# [Задания]
**1.** Можете ли вы списком передать главное из абзаца, который во фрагменте о литературе XVIII века начинается словами «Дело в том, что», сохранив его основные факты?
**2.** Как бы вы продолжили фрагмент о литературе XVIII века и социологическом подходе Гуковского, начав сразу после его последнего предложения?

# [Показанный фрагмент]
══════
Дело в том, что во всей истории русской словесности именно литература XVIII века, пожалуй, более всего доступна социологическим методам. Она как бы еще не выделилась из общей социально-культурной среды в автономную сферу деятельности, не сформировала представлений о самодостаточности писательского труда и духовной независимости писателя. Даже преромантические идеи о боговдохновенном певце возникают здесь лишь к исходу столетия. Литераторы этой эпохи еще часто связаны с теми или иными политическими и общественными группами и безо всяких опосредований ориентированы на них в своем творчестве. Социологический анализ марксистского типа выглядит здесь, пожалуй, несколько перспективней, чем при разговоре о классике XIX века или, наоборот, древнерусской книжности. Гуковскому удалось сполна использовать предоставившиеся ему возможности.
══════
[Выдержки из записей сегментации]
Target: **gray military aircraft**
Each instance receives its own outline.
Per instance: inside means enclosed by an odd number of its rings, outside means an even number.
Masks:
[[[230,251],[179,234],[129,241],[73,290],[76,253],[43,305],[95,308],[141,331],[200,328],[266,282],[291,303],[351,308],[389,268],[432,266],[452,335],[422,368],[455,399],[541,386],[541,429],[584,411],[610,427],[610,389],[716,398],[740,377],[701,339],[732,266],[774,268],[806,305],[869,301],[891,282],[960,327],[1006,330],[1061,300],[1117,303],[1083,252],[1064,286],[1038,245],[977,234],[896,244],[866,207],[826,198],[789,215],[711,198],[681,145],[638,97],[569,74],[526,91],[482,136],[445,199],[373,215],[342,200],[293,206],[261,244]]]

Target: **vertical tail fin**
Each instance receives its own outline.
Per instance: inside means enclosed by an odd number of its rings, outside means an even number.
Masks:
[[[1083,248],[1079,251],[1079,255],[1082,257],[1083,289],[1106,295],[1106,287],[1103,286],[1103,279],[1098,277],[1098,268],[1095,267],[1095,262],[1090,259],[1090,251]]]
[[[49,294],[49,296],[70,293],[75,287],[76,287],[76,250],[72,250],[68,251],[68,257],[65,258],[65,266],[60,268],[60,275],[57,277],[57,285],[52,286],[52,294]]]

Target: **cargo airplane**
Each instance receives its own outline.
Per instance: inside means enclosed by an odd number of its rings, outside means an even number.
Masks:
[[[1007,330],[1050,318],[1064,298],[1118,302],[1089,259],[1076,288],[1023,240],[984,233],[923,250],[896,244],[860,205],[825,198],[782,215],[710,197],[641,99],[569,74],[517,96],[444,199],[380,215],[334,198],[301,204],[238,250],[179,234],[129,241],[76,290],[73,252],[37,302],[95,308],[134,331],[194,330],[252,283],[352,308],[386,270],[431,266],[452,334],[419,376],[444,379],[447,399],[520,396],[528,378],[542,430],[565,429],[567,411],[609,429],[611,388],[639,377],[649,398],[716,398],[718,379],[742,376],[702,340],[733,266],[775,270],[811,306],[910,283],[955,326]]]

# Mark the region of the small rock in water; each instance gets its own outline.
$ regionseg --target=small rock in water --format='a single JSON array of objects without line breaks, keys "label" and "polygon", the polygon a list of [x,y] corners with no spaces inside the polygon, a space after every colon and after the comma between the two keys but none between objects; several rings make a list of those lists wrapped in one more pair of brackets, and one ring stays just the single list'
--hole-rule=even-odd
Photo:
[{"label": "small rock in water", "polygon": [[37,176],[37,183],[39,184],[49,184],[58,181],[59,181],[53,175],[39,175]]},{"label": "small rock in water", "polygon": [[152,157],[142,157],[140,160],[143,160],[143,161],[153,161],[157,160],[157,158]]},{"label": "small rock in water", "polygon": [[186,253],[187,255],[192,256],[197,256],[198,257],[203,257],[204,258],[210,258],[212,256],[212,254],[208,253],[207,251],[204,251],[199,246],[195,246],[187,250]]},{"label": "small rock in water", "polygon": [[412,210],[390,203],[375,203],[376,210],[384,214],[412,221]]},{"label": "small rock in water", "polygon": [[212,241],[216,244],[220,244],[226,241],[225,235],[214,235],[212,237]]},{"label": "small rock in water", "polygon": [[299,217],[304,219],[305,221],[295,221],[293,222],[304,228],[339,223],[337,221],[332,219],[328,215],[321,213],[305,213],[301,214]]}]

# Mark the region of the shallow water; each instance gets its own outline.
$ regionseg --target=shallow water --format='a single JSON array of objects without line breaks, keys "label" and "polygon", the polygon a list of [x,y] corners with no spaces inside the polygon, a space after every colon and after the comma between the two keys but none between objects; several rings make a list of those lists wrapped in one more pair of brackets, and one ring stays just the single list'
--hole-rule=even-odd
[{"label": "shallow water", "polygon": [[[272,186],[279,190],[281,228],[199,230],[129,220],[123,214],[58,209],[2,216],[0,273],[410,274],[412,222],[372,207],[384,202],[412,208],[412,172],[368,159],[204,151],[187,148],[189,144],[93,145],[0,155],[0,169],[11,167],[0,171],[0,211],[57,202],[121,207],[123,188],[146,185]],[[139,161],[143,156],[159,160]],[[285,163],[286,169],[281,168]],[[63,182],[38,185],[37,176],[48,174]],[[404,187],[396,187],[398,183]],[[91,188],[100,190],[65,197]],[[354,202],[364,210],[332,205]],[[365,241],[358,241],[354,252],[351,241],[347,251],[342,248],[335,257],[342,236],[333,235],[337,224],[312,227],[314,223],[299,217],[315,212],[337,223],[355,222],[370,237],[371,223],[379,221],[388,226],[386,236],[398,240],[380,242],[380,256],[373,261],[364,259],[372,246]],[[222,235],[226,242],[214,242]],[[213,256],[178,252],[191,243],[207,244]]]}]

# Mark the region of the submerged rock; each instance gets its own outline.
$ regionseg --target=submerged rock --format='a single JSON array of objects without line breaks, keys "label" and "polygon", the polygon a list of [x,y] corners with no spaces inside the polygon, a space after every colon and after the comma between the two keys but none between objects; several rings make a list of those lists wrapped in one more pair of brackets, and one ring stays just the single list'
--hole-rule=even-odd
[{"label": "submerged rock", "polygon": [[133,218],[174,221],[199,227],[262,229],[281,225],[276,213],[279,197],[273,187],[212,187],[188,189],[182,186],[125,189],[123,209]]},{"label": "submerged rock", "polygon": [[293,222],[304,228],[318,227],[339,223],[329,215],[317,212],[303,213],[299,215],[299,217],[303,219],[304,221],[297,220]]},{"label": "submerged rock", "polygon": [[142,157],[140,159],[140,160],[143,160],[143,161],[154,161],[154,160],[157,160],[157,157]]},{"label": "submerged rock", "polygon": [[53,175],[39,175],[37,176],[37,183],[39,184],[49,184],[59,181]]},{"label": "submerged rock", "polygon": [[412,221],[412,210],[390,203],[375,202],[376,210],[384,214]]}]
══════
# [Ответы к заданиям]
**1.**
- Из всей русской словесности именно литература XVIII века, пожалуй, более всего доступна социологическим методам.
- Она ещё не выделилась из социально-культурной среды в автономную сферу деятельности. Представления о самодостаточности писательского труда и духовной независимости писателя тогда ещё не сложились.
- Преромантические идеи о боговдохновенном певце появляются лишь к исходу столетия.
- Литераторы эпохи часто связаны с политическими и общественными группами и прямо ориентированы на них в творчестве.
- Марксистский социологический анализ выглядит здесь перспективнее, чем для классики XIX века или древнерусской книжности.
- Гуковский сполна использовал эти возможности.

**2.**
Не вызывает сомнений, что работы Гуковского этого периода были наивысшим достижением марксистской мысли в советском литературоведении. Формалистская школа помогла ему довести свой социологический подход до поэтики исследуемых произведений и прежде всего до техники обращения интересовавших его авторов с поэтическим словом. Тем не менее дальнейшего развития эта методология в его работах не получила. Напротив, уже в «Очерках...» 38-го года заметны первые симптомы ослабления социологического пафоса. Общественная жизнь 1930-х годов властно потребовала от него еще одного существенного пересмотра недавно обретенных позиций.
Как хорошо известно, на всем протяжении 30-х годов пролетарский энтузиазм предшествующего периода постепенно вытеснялся своего рода новой официальной народностью. Стабилизировавшейся государственности требовалась подновленная историческая мифология позитивного свойства, и история русской литературы становилась одним из важнейших источников такой мифологии. Пушкинские торжества 1937 года стали предельно отчетливым выражением новой культурной политики. Применительно к литературе XVIII века еще 18 ноября 1936 года в «Правде» появилась подборка материалов, посвященных 225-летию со дня рождения Ломоносова, и в том числе передовая под заголовком «Гениальный сын великого русского народа», в которой утверждалось, что поэт, хотя и писал оды царям, все же был выразителем сокровенных чаяний народных масс. Классовому подходу предстояло быть вытесненным представлениями о всеобщей прогрессивности и народности русских писателей.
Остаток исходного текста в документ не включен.